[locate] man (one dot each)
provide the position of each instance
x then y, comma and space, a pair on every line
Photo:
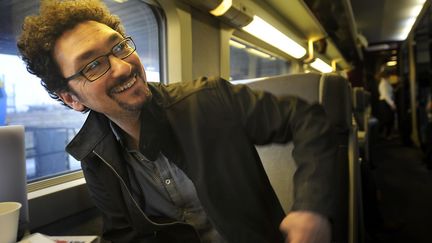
176, 163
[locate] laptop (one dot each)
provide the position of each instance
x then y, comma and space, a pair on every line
13, 182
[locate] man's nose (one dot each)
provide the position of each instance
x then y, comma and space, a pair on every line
119, 67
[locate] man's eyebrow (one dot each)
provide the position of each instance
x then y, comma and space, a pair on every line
91, 53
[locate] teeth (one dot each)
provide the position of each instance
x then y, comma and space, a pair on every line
125, 86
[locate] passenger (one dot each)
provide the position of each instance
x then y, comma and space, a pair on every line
177, 163
386, 106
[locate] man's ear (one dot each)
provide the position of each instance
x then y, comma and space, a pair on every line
71, 100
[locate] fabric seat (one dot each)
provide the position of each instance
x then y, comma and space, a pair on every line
333, 92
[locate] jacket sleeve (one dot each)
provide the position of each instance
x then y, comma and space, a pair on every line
269, 119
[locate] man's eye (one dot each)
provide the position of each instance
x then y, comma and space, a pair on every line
93, 65
120, 47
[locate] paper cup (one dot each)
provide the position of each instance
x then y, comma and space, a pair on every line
9, 214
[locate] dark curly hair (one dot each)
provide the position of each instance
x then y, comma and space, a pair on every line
40, 33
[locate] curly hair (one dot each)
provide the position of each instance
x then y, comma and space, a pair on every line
40, 33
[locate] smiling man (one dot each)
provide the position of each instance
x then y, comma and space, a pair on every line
177, 163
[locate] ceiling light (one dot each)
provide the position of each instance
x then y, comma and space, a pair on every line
258, 53
222, 8
237, 45
266, 32
391, 63
321, 66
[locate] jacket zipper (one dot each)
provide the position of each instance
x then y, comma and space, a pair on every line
135, 202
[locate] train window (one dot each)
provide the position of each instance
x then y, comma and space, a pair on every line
48, 125
247, 61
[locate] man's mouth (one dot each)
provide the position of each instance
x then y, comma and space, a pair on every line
125, 86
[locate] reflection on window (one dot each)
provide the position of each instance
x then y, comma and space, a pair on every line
49, 126
248, 62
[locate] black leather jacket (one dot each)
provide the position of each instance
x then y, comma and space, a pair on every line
210, 128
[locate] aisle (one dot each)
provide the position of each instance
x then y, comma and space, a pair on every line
405, 194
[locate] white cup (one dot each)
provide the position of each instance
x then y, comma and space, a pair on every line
9, 214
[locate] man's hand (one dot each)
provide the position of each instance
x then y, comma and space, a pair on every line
305, 227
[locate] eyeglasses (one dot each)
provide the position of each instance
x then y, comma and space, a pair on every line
99, 66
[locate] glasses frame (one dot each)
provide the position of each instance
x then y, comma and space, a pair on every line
80, 72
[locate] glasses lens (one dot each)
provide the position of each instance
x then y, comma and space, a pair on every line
96, 68
124, 48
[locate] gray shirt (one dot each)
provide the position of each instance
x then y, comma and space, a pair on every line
168, 191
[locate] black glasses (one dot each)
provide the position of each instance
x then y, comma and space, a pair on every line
99, 66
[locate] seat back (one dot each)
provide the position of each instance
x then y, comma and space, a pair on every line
333, 92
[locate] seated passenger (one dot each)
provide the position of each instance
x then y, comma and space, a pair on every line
177, 163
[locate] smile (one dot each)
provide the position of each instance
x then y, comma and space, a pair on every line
125, 86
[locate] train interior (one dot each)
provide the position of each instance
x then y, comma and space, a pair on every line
337, 48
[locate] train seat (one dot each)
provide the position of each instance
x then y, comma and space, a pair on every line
333, 92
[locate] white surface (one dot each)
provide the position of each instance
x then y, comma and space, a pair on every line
40, 238
9, 214
13, 183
┄┄┄┄┄┄
■ **GIVEN TASK**: Render every line of the listing above as a Markdown table with the columns Row and Text, numbering each line and omitting blank lines. Leave the pictures out of the table.

■ **EXERCISE RESULT**:
| Row | Text |
|---|---|
| 1 | [locate] man (one dot each) |
| 2 | provide the position of each instance |
| 3 | x then y, comma and space, a pair on every line |
| 4 | Photo: |
| 5 | 176, 163 |
| 6 | [locate] laptop (one dot each) |
| 7 | provide the position of each instance |
| 8 | x then y, comma and space, a pair on every line |
| 9 | 13, 182 |
| 10 | [locate] man's nose (one dot each) |
| 11 | provide the position of each instance |
| 12 | x then y, comma and space, a pair on every line |
| 13 | 119, 67 |
| 14 | [locate] man's eyebrow (one dot each) |
| 15 | provide the position of each instance |
| 16 | x then y, comma and space, a pair on every line |
| 17 | 91, 53 |
| 18 | [locate] teeth (one dot each) |
| 19 | provide the position of each instance |
| 20 | x then y, comma and space, a pair on every line |
| 21 | 125, 86 |
| 22 | [locate] passenger (one dot each) |
| 23 | provide the position of each instance |
| 24 | x then y, comma and space, a pair on every line |
| 25 | 177, 163 |
| 26 | 386, 106 |
| 27 | [locate] man's ear (one dot each) |
| 28 | provide the position of each instance |
| 29 | x then y, comma and space, a pair on every line |
| 30 | 71, 100 |
| 31 | [locate] fabric seat (one dot each) |
| 32 | provide the position of each instance |
| 33 | x then y, comma and space, a pair on every line |
| 34 | 333, 92 |
| 35 | [locate] jacket sleeve (one dot each) |
| 36 | provide the position of each instance |
| 37 | x then y, comma and space, a pair on every line |
| 38 | 269, 119 |
| 39 | [locate] man's eye (one dot each) |
| 40 | provide the position of each instance |
| 41 | x then y, comma and space, a pair on every line |
| 42 | 93, 65 |
| 43 | 120, 47 |
| 44 | [locate] paper cup (one dot each) |
| 45 | provide the position of each instance |
| 46 | x then y, comma and space, a pair on every line |
| 47 | 9, 214 |
| 48 | [locate] dark curly hair (one dot each) |
| 49 | provide the position of each instance |
| 50 | x then y, comma and space, a pair on every line |
| 51 | 40, 33 |
| 52 | [locate] curly hair (one dot each) |
| 53 | provide the position of each instance |
| 54 | x then y, comma and space, a pair on every line |
| 55 | 40, 33 |
| 56 | [locate] smiling man (one dot each) |
| 57 | provide the position of each instance |
| 58 | x then y, comma and space, a pair on every line |
| 59 | 177, 163 |
| 60 | [locate] ceiling light (one dot each) |
| 61 | provide the position of each instance |
| 62 | x then y, comma and space, a pair on every line |
| 63 | 258, 53 |
| 64 | 222, 8 |
| 65 | 237, 45 |
| 66 | 266, 32 |
| 67 | 391, 63 |
| 68 | 321, 66 |
| 69 | [locate] jacket zipper (one dot each) |
| 70 | provide the position of each instance |
| 71 | x then y, comma and space, a pair on every line |
| 72 | 135, 202 |
| 73 | [locate] train window (one dot each) |
| 74 | provide the position of each instance |
| 75 | x then y, comma and space, a pair on every line |
| 76 | 48, 125 |
| 77 | 247, 61 |
| 78 | [locate] man's mouth (one dot each) |
| 79 | provide the position of each instance |
| 80 | x then y, comma and space, a pair on every line |
| 81 | 125, 86 |
| 82 | [locate] reflection on window (one dot each) |
| 83 | provide the position of each instance |
| 84 | x then y, comma and space, a pair on every line |
| 85 | 49, 126 |
| 86 | 248, 62 |
| 87 | [locate] black leather jacket (one dot each) |
| 88 | provide the position of each instance |
| 89 | x then y, comma and space, a pair on every line |
| 90 | 210, 128 |
| 91 | [locate] aisle (one dot each) |
| 92 | provide the position of each instance |
| 93 | x then y, comma and space, a pair on every line |
| 94 | 405, 194 |
| 95 | [locate] white cup (one dot each) |
| 96 | provide the position of each instance |
| 97 | x then y, comma and space, a pair on every line |
| 98 | 9, 214 |
| 99 | [locate] man's hand (one dot each) |
| 100 | provide the position of each instance |
| 101 | x then y, comma and space, a pair on every line |
| 102 | 305, 227 |
| 103 | [locate] eyeglasses (one dot each) |
| 104 | provide the position of each instance |
| 105 | x then y, comma and space, a pair on every line |
| 106 | 99, 66 |
| 107 | [locate] glasses frame (one dot each) |
| 108 | provide the position of each instance |
| 109 | x then y, comma and space, a pair on every line |
| 110 | 80, 72 |
| 111 | [locate] glasses lens (one dot each) |
| 112 | provide the position of each instance |
| 113 | x then y, comma and space, a pair on every line |
| 114 | 96, 68 |
| 115 | 124, 48 |
| 116 | [locate] gray shirt (one dot each) |
| 117 | provide the position of each instance |
| 118 | x then y, comma and space, a pair on every line |
| 119 | 168, 191 |
| 120 | [locate] black glasses (one dot each) |
| 121 | provide the position of each instance |
| 122 | x then y, comma and space, a pair on every line |
| 123 | 99, 66 |
| 124 | [locate] seat back (one dot each) |
| 125 | provide the position of each instance |
| 126 | x then y, comma and space, a pair on every line |
| 127 | 333, 92 |
| 128 | [locate] seated passenger (one dot each) |
| 129 | provide the position of each instance |
| 130 | x then y, comma and space, a pair on every line |
| 131 | 177, 163 |
| 132 | [locate] smile (one dot each) |
| 133 | provide the position of each instance |
| 134 | x then y, comma and space, a pair on every line |
| 135 | 125, 86 |
| 136 | [locate] train interior (one dot each) |
| 137 | provide the position of each instance |
| 138 | x then y, comma and space, a pair on every line |
| 139 | 337, 48 |
| 140 | [locate] train seat (one dot each) |
| 141 | provide the position of each instance |
| 142 | x then y, comma and space, a pair on every line |
| 143 | 333, 92 |
| 144 | [locate] white surface (one dot each) |
| 145 | provide the position of each instance |
| 146 | x then y, comma and space, a pair on every line |
| 147 | 40, 238 |
| 148 | 9, 214 |
| 149 | 13, 183 |